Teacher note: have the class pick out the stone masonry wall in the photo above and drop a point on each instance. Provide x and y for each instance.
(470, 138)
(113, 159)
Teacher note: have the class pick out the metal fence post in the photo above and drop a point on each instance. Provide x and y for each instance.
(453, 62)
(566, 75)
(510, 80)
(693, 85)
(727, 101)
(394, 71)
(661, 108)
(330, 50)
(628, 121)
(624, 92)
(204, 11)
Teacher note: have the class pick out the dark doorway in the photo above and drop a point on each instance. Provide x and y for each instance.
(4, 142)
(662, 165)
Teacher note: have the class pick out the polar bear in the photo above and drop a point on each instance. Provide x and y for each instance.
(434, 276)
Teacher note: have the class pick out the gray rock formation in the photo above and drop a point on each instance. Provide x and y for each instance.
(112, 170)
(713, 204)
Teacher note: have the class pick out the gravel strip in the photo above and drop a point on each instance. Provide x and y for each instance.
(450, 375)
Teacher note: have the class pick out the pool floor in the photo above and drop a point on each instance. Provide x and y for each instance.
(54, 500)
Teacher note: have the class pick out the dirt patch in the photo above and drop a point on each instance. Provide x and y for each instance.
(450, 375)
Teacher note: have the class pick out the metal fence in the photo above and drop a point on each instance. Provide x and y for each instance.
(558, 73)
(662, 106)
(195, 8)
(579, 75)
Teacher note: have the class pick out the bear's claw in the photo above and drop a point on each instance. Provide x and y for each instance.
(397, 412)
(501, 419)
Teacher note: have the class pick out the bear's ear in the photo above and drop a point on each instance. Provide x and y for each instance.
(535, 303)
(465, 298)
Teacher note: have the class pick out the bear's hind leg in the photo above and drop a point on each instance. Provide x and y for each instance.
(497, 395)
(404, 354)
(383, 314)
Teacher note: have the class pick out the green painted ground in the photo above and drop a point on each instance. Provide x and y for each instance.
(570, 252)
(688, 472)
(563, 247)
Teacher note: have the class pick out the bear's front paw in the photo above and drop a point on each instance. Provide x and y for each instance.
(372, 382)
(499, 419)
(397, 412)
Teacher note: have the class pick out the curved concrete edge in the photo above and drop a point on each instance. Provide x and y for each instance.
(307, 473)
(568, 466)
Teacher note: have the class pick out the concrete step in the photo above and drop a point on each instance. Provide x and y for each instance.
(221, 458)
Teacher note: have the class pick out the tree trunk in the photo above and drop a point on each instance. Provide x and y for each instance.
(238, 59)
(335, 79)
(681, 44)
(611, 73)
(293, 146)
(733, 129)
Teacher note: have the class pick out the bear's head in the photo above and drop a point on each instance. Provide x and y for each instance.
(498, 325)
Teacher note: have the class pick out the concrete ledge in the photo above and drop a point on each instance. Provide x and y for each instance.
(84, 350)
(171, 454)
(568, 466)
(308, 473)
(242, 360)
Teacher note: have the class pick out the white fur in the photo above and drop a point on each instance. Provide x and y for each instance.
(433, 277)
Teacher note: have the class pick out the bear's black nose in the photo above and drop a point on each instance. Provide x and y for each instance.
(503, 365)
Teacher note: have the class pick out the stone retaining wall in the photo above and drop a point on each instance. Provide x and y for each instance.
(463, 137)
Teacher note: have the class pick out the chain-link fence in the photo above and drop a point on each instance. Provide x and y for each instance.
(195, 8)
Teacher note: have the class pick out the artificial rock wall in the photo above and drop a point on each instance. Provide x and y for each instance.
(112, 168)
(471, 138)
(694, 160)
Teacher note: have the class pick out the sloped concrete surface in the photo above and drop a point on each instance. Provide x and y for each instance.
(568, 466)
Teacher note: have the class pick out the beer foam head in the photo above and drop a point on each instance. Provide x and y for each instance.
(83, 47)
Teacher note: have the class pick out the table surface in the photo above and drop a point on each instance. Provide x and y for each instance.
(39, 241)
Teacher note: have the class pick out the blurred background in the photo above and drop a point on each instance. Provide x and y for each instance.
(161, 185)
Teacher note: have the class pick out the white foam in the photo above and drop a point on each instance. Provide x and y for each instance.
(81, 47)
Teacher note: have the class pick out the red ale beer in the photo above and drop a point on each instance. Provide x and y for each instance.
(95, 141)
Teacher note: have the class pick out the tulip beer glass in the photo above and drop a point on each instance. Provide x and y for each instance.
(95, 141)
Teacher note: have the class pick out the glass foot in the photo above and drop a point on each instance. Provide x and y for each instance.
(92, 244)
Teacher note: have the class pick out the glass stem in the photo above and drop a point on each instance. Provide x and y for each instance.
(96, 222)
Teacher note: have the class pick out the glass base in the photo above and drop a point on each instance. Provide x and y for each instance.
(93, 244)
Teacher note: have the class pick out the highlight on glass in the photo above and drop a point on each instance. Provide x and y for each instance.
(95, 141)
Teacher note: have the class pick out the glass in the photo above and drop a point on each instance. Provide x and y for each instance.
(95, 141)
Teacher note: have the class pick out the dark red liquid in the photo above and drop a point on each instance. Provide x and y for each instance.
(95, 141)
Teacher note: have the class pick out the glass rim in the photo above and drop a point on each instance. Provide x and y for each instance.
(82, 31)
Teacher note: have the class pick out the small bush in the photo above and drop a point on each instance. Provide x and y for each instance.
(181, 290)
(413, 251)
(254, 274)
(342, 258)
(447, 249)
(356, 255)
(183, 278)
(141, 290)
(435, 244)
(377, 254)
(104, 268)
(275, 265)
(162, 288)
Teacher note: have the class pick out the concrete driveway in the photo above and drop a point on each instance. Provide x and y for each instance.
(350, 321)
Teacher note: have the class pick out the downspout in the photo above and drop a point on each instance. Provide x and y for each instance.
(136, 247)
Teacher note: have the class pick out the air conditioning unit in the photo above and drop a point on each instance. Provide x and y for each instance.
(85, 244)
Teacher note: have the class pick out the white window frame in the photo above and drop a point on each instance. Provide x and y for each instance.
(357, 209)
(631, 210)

.....

EXERCISE AIM
Take the entries and copy them out exactly.

SOLUTION BELOW
Teacher note: have the class pick out the stone masonry wall in the photo above and drop a point on each instance. Provide x and y for each instance.
(470, 138)
(113, 159)
Teacher note: have the class pick out the metal fence post in the photo above and drop a point on each instance. Provide x and y for each instance.
(453, 62)
(566, 75)
(510, 80)
(693, 85)
(727, 101)
(394, 71)
(661, 108)
(330, 50)
(628, 121)
(624, 92)
(204, 11)
Teacher note: have the class pick out the dark doorway in the photo above and drop a point on each instance. Provide x and y for each instance.
(4, 142)
(662, 165)
Teacher note: have the class pick out the polar bear in the photo above and drop a point on each instance. Provide x and y for each instance.
(434, 276)
Teacher note: have the class pick out the gray rock formation in the photo above and drop a point on each instance. Provide x and y for each instance.
(112, 170)
(713, 204)
Teacher note: have the class pick out the gravel strip in the photo above and drop a point on each instance. Provide x and y for each instance.
(450, 375)
Teacher note: have the class pick out the pool floor in the photo above and drop a point on each instance. Provide x and y for each instance.
(54, 500)
Teacher note: have the class pick out the dirt patch in the photo above and drop a point on each instance. Provide x and y for each instance.
(450, 375)
Teacher note: have the class pick out the metal fence in the photo above and drop a point on each instance. Provide x and y for each instance.
(558, 73)
(662, 106)
(195, 8)
(579, 75)
Teacher note: have the class pick out the bear's claw in the photo above and drop a point on each instance. Provide x and y for each instance.
(397, 412)
(501, 419)
Teacher note: have the class pick out the bear's ear in the photo above and drop a point on each instance. Provide x and y for each instance.
(535, 303)
(465, 298)
Teacher note: have the class pick out the bear's hind leg in the photo above and drop a point on each instance. Provide x and y for each instance.
(497, 395)
(404, 354)
(383, 314)
Teacher note: have the class pick out the green painted ground in the photo above and drop a point on each instance. Provide x and y for each instance.
(570, 252)
(688, 472)
(563, 247)
Teacher note: have the class pick out the bear's front paw in the photo above and drop a point on each instance. Provide x and y for each instance.
(372, 382)
(499, 419)
(397, 412)
Teacher note: have the class pick out the curved concrete edge in the photo above and drop a point on each instance. Provide x and y for each instance.
(307, 473)
(568, 466)
Teacher note: have the class pick out the concrete step in the photo above and drop a point on each instance. Provide x and y for each instance.
(221, 458)
Teacher note: have the class pick out the tree trunk in the photo above and drop a point on each instance. Provide x and y for each instance.
(238, 59)
(335, 79)
(681, 44)
(611, 73)
(293, 146)
(733, 129)
Teacher note: have the class pick out the bear's head in the photo above and drop a point on each instance. Provide x and y for each instance.
(498, 325)
Teacher note: have the class pick out the concrete ledge in the photo above and drop a point on each instance. Provide x and y for each instance.
(84, 350)
(171, 454)
(568, 466)
(308, 473)
(242, 360)
Teacher note: have the class pick out the white fur in the photo above and drop a point on each instance. Provide x and y for each instance.
(433, 277)
Teacher note: have the class pick out the bear's black nose in the photo above and drop a point on each instance. Provide x and y for each instance.
(503, 365)
Teacher note: have the class pick out the stone retaining wall in the photo above and drop a point on each instance. Provide x and y for each instance.
(463, 137)
Teacher note: have the class pick out the chain-link fence in the photo above and drop a point on each instance. Provide x and y for each instance.
(195, 8)
Teacher note: have the class pick out the artificial rock wall in the photo above and drop a point on each instance. Provide x and y for each instance.
(112, 168)
(471, 138)
(694, 160)
Teacher note: have the class pick out the sloped concrete surface in the photo above and drop a point on each instance. Provide x and y for each instance.
(568, 466)
Teacher note: have the class pick out the beer foam head in the photo above and drop a point on each instance. Provide x and y for each instance.
(83, 47)
Teacher note: have the class pick out the table surface in the photo above and drop a point on each instance. Provide x and y for each instance.
(39, 241)
Teacher note: have the class pick out the blurred background in the photo above and drop a point on each instance. Provide x and y for each instance.
(161, 185)
Teacher note: have the class pick out the white foam in the photo above and drop a point on each instance. Provide x and y for each instance.
(81, 47)
Teacher note: have the class pick out the red ale beer in the photo above and drop a point on each instance. Provide x and y for each instance.
(95, 141)
Teacher note: have the class pick out the tulip beer glass in the photo above and drop a point on each instance. Provide x and y for each instance.
(95, 141)
Teacher note: have the class pick out the glass foot in the photo above and drop a point on each instance. Provide x and y for each instance.
(92, 244)
Teacher note: have the class pick out the glass stem in the photo above and drop a point on each instance. Provide x and y for each instance.
(96, 222)
Teacher note: have the class pick out the glass base in the photo above and drop a point on each instance. Provide x and y for each instance.
(93, 244)
Teacher note: have the class pick out the highlight on glass in the photo above and drop a point on each instance. Provide x and y for each instance.
(95, 141)
Teacher note: have the class pick out the glass in the photo above and drop a point on each instance. Provide x and y for each instance.
(95, 141)
Teacher note: have the class pick out the dark red liquid in the photo above and drop a point on each instance. Provide x and y for each instance.
(95, 141)
Teacher note: have the class pick out the glass rim in the photo above and drop a point on each instance. Provide x and y for each instance.
(82, 31)
Teacher note: have the class pick out the small bush in the photo above and drop a point on each instance. Provide x and y for each instance.
(181, 290)
(413, 251)
(254, 274)
(342, 258)
(447, 249)
(356, 255)
(183, 278)
(141, 290)
(435, 244)
(377, 254)
(104, 268)
(275, 265)
(162, 288)
Teacher note: have the class pick out the concrete driveway in the photo above and drop a point on each instance. Provide x and y for each instance.
(350, 321)
Teacher note: have the class pick out the downspout in the photo above and drop a point on each instance. Provide x and y for each instance.
(136, 247)
Teacher note: have the class pick out the air conditioning unit in the photo above and drop a point on each instance. Provide x and y for each instance.
(85, 244)
Teacher note: have the class pick out the white window frame in the photo above and drop a point on each instance. Provide x and y for each instance.
(357, 209)
(631, 210)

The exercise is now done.